YOUR OBJECTIVE: When you reach the line containing "contains white banner" in the entries below, please begin setting down lines exactly, stop only after the last one, and add nothing else.

ENTRIES SUPPLIED:

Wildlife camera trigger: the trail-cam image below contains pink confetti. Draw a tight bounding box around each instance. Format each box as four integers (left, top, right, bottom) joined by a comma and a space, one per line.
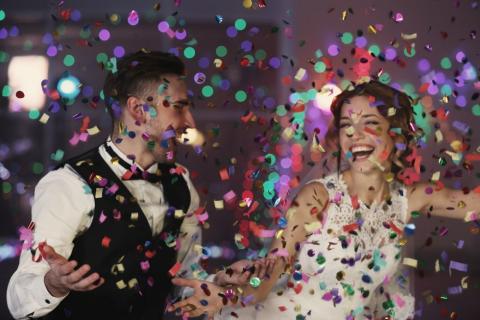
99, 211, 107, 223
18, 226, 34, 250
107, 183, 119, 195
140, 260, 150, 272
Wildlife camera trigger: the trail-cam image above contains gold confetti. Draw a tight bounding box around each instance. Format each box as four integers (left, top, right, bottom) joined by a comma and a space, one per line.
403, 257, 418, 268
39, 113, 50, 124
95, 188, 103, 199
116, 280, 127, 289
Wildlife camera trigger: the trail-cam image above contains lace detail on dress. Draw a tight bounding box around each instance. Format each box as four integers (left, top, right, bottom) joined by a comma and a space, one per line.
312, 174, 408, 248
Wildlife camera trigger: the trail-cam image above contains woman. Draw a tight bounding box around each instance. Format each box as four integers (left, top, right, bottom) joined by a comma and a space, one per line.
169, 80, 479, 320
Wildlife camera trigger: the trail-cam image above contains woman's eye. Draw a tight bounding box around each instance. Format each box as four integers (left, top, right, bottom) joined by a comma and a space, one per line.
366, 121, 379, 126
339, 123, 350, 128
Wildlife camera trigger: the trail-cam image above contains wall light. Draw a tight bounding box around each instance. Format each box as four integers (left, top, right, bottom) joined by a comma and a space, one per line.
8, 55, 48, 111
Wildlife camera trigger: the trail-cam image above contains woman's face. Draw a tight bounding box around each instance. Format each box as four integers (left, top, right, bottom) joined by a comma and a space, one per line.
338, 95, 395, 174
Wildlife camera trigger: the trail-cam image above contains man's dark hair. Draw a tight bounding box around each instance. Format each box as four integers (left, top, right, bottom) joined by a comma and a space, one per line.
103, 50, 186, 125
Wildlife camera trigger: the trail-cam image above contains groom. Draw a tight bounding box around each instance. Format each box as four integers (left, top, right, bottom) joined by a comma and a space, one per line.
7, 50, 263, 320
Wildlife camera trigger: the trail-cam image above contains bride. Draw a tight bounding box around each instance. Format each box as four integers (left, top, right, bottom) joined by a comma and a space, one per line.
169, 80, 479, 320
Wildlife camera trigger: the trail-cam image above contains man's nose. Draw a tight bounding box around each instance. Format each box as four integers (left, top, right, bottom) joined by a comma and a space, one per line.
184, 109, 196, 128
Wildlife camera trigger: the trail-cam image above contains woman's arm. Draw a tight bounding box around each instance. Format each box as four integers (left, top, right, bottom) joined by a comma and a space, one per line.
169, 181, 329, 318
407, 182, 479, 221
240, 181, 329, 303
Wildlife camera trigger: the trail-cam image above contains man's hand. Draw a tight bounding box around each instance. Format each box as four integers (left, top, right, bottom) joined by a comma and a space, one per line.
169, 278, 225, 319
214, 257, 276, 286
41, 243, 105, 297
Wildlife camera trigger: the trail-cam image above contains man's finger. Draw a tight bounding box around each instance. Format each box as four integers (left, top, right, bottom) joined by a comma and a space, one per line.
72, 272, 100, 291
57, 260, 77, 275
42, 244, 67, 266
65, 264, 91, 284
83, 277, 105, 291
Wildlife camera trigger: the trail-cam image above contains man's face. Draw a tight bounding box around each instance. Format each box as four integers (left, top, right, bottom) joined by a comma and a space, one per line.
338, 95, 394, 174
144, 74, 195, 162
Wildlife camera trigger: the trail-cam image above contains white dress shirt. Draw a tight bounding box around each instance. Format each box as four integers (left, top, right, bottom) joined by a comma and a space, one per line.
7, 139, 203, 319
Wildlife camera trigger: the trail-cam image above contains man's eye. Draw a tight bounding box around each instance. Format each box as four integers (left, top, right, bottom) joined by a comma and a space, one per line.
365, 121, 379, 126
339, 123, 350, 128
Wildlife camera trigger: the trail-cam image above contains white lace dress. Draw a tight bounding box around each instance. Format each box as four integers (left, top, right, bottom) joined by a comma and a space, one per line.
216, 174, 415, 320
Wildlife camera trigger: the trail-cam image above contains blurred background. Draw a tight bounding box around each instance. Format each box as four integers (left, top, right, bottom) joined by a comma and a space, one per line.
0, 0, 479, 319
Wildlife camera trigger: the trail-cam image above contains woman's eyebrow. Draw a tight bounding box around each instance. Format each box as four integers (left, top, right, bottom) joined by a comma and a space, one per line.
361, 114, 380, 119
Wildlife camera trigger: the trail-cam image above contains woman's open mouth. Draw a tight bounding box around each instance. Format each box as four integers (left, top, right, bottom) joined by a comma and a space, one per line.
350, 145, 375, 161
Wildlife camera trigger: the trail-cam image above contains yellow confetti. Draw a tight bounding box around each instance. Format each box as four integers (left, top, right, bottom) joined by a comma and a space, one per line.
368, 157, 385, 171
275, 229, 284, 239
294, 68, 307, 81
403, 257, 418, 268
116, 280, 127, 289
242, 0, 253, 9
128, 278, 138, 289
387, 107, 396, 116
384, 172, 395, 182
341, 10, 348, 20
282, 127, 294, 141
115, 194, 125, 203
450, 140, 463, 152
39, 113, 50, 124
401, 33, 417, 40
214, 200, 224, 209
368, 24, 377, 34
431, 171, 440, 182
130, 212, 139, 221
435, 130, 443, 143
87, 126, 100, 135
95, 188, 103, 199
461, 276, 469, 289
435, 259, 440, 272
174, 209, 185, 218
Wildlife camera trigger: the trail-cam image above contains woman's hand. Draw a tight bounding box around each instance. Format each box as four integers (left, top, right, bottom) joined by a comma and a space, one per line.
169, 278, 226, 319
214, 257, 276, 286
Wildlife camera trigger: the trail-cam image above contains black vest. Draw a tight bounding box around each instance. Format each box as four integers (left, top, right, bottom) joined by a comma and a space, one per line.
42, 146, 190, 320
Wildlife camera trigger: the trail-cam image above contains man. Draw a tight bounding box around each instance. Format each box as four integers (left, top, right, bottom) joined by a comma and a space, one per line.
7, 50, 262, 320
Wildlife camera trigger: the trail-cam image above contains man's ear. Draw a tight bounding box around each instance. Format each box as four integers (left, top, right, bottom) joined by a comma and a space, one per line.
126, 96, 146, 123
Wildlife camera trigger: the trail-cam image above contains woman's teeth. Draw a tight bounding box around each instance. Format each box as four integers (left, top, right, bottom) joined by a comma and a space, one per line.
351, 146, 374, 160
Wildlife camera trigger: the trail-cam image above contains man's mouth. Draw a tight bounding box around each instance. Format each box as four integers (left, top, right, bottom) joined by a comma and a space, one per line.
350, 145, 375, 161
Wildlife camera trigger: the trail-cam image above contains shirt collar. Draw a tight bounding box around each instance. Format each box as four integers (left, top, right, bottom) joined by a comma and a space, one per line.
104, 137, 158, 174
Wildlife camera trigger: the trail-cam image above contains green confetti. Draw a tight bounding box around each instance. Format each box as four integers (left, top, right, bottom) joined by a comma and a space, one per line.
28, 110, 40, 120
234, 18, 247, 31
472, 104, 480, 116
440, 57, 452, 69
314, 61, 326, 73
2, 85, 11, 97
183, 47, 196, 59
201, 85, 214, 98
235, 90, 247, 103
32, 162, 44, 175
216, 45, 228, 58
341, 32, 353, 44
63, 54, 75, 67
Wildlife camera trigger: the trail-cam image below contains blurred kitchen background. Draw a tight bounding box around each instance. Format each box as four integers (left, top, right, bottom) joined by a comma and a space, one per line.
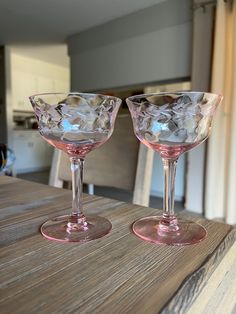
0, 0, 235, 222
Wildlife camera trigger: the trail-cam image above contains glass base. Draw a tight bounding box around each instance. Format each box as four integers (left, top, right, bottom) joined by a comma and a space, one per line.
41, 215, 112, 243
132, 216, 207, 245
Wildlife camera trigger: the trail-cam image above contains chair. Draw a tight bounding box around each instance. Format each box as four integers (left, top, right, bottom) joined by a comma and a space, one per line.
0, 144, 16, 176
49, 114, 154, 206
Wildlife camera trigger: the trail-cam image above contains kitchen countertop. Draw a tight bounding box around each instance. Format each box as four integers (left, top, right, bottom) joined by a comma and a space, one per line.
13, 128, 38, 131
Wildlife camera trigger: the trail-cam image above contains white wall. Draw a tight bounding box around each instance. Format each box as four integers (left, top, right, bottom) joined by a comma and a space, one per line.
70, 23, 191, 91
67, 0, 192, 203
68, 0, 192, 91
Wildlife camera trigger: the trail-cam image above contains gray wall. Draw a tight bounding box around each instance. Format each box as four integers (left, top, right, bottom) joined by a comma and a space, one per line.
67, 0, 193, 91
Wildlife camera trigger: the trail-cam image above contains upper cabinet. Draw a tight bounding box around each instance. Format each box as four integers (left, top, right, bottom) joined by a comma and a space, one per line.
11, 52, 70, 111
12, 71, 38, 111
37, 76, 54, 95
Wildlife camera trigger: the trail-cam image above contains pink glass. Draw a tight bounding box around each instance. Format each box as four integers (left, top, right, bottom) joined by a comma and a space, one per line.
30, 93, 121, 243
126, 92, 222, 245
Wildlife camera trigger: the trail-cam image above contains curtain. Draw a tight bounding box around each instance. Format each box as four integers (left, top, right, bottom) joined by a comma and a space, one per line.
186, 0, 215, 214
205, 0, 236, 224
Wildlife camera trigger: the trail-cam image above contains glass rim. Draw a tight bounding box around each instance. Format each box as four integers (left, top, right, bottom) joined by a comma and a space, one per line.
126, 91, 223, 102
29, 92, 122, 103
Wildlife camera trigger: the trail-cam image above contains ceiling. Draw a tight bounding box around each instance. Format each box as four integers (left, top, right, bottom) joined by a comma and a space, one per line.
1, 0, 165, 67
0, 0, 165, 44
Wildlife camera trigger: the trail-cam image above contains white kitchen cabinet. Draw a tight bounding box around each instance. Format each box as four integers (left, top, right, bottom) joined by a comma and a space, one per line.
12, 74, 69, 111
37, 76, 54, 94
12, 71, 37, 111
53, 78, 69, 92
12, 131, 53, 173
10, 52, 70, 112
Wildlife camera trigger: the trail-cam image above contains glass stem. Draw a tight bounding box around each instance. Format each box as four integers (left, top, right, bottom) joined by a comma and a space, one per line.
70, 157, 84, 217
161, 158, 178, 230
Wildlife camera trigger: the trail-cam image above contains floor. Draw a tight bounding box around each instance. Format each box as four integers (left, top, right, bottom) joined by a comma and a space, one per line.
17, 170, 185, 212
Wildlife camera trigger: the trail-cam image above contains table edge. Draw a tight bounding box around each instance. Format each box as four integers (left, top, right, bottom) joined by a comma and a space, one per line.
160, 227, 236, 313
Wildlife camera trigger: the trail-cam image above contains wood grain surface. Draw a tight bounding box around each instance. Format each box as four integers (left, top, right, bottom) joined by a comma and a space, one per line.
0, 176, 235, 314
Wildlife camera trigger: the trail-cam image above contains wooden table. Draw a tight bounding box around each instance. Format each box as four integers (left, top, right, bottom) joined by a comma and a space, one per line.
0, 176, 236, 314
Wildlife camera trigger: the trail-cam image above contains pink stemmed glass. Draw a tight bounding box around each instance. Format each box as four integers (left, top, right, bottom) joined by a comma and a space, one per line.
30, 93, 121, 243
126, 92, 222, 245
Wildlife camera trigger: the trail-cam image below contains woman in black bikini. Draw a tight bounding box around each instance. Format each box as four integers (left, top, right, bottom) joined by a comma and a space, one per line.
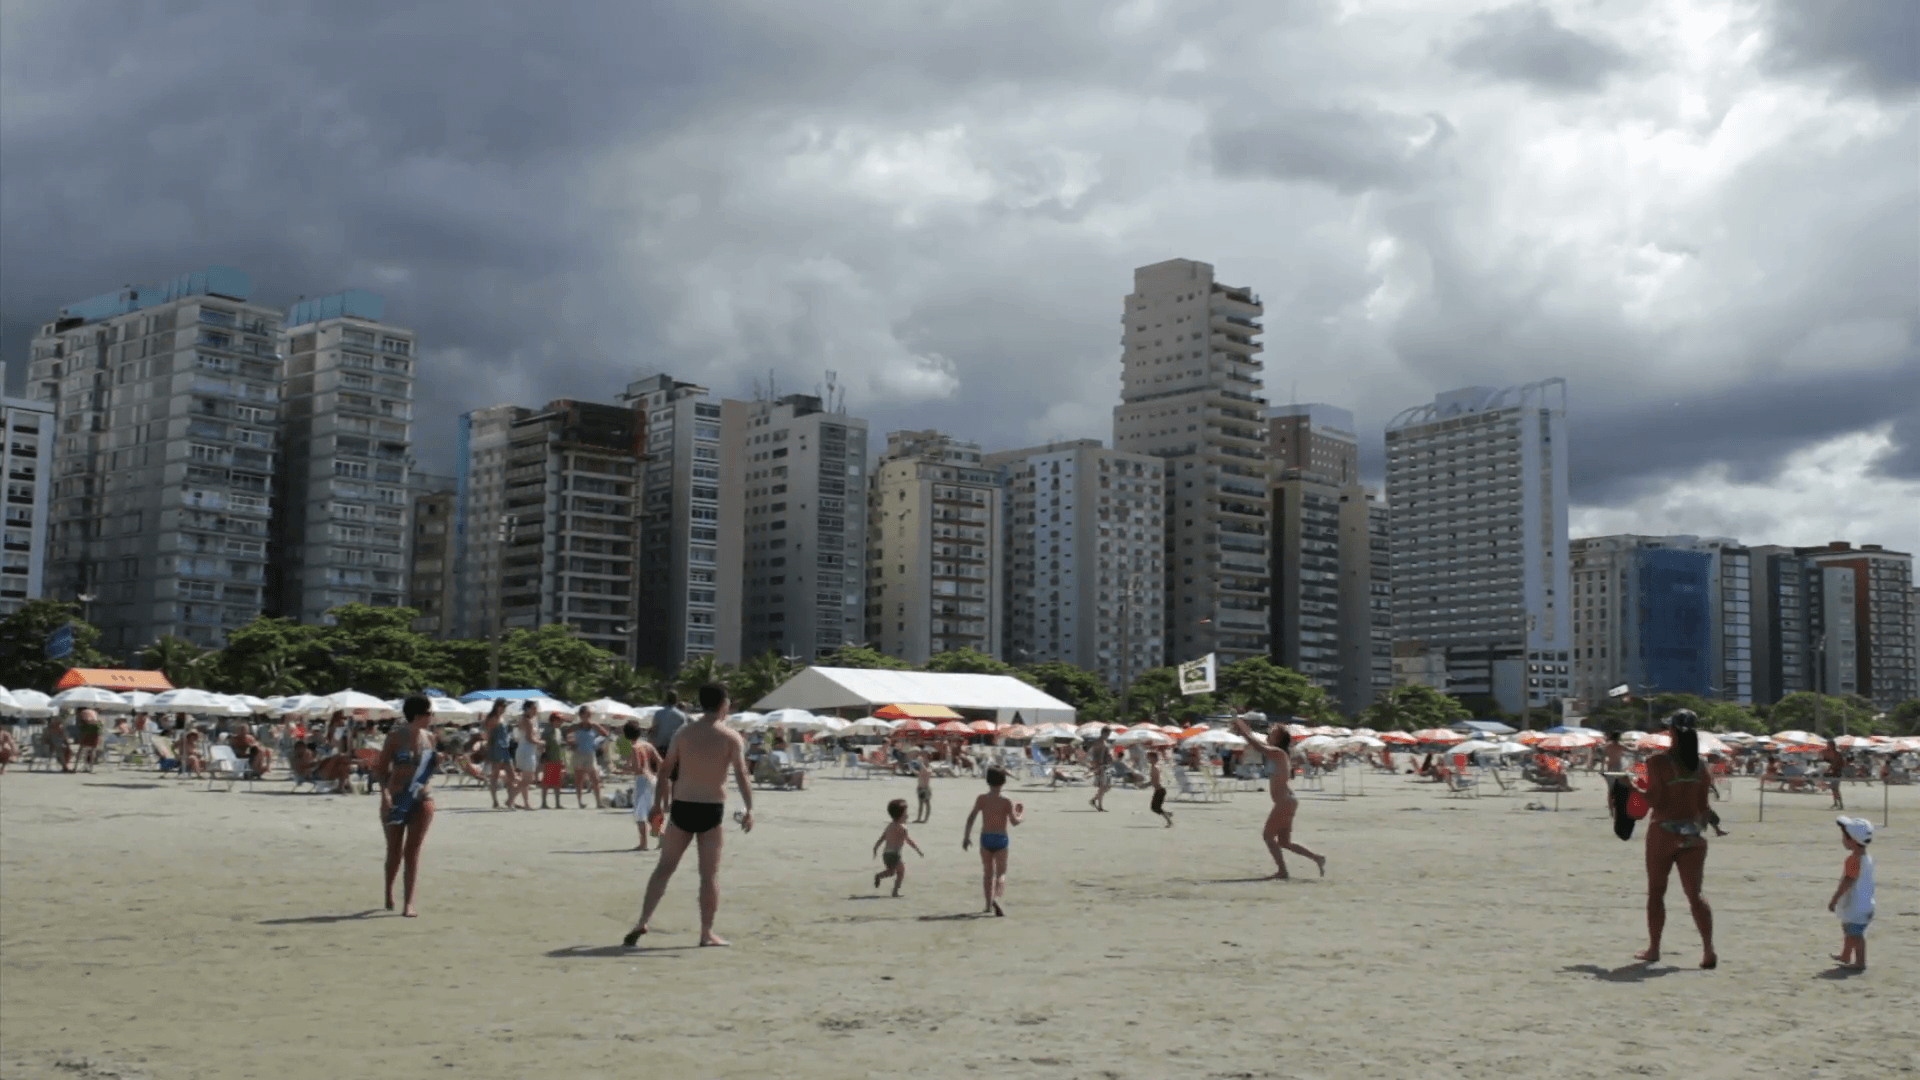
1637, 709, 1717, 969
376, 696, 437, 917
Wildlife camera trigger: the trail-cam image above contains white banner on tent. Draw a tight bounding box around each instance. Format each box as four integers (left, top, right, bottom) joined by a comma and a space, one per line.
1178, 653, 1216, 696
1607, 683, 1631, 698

YOUR SOLUTION:
Wildlife camera trigger: the trail-cam image above contains white banner on tent. Draw a tight bounding box around each instance. Format each box as four integers (left, top, right, bottom) joined by a comma and a space, one per line.
1178, 653, 1216, 696
1607, 683, 1631, 698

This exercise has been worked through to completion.